* Fragmento del texto
——————————

¿Dónde
está mi vaso? Fue la pregunta que escuche veinticinco veces aquella noche, “donde está mi vaso” me
lo repitieron una y otra vez cada cierto tiempo, se usó tan indiscriminadamente
esa palabra que mi sonrisa de utilería, estaba torciendo todos sus pliegos.
Lo digo de
esta manera, porque aunque algunos no lo sepan, soy Bartender, y este fin de
semana fui invitado a colaborar en un evento de Mística para celebrar el
aniversario de una empresa.
“Donde está
mi vaso” es la frase que usualmente se utiliza cuando la barra es libre (tragos
gratis) y estas medianamente ebrio, no importa si eres hombre o mujer, siempre
sale a relucir esa pregunta disparada a ningún destinatario, como si te lo
estuvieras preguntando a ti mismo o a tu conciencia.

——————————

* Conjunto de datos

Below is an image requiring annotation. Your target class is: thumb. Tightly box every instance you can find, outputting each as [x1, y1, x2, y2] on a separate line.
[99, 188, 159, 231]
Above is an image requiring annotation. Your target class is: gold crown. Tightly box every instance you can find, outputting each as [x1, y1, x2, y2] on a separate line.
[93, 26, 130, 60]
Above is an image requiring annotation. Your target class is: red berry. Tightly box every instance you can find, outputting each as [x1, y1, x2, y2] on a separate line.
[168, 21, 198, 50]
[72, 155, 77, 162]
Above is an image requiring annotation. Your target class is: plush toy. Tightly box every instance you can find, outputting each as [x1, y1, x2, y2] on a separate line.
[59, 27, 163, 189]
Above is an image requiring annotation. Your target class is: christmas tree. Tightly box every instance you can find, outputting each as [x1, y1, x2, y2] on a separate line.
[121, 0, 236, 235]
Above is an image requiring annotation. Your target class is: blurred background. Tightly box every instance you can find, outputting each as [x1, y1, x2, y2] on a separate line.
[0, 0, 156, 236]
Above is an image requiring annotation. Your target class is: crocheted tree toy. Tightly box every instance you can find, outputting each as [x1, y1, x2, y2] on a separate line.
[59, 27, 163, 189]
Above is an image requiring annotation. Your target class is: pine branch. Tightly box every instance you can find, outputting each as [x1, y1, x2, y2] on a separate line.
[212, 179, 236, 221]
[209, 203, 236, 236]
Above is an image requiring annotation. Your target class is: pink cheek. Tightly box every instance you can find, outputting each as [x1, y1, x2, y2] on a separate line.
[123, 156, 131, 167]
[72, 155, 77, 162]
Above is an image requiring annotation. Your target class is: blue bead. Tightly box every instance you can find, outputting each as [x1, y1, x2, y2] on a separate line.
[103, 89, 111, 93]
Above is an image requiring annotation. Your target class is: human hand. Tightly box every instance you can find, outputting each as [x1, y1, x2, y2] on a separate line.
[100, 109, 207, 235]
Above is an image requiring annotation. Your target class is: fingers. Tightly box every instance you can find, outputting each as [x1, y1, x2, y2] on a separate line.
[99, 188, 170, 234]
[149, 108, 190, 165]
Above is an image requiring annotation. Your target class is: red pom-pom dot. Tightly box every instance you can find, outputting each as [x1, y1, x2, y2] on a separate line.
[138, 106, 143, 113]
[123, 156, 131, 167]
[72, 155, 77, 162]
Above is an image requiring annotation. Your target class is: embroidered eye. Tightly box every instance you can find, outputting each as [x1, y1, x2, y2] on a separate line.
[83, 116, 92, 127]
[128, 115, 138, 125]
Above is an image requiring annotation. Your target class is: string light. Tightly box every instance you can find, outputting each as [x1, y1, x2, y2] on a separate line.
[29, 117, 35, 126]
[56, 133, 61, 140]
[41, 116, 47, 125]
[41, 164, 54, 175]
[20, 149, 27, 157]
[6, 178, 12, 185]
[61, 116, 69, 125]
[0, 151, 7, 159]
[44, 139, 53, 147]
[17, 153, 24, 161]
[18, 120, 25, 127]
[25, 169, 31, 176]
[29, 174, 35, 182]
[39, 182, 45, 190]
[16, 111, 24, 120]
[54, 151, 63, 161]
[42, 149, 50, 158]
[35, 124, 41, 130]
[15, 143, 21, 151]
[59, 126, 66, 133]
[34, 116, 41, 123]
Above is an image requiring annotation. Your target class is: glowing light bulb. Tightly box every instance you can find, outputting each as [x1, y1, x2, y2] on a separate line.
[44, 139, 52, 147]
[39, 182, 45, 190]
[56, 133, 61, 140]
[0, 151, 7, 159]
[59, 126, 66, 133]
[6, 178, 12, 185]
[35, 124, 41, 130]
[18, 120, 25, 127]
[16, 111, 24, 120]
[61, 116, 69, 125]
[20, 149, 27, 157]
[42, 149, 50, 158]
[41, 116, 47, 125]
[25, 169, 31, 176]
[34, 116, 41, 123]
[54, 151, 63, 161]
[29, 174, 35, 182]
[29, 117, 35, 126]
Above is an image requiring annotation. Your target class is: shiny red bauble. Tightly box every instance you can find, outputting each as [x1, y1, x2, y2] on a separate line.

——————————

* Qué se pide
1: Resume el fragmento en dos oraciones.
2: Di si cada afirmación coincide con el fragmento y copia las palabras que lo deciden:
(a) La pregunta se escuchó veinticinco veces aquella noche.
(b) La frase suele decirse cuando hay que pagar los tragos.
(c) La pregunta va dirigida a una persona concreta.

* Respuestas por tarea
1: Quien escribe es bartender y este fin de semana colaboró en un evento de Mística por el aniversario de una empresa, donde escuchó veinticinco veces la pregunta "¿dónde está mi vaso?". Esa frase suele salir cuando la barra es libre y uno está medianamente ebrio, sea hombre o mujer, como si se la preguntara a sí mismo o a su conciencia.

2:
(a) Sí: "Fue la pregunta que escuche veinticinco veces aquella noche".
(b) No: "cuando la barra es libre (tragos gratis)".
(c) No: "disparada a ningún destinatario".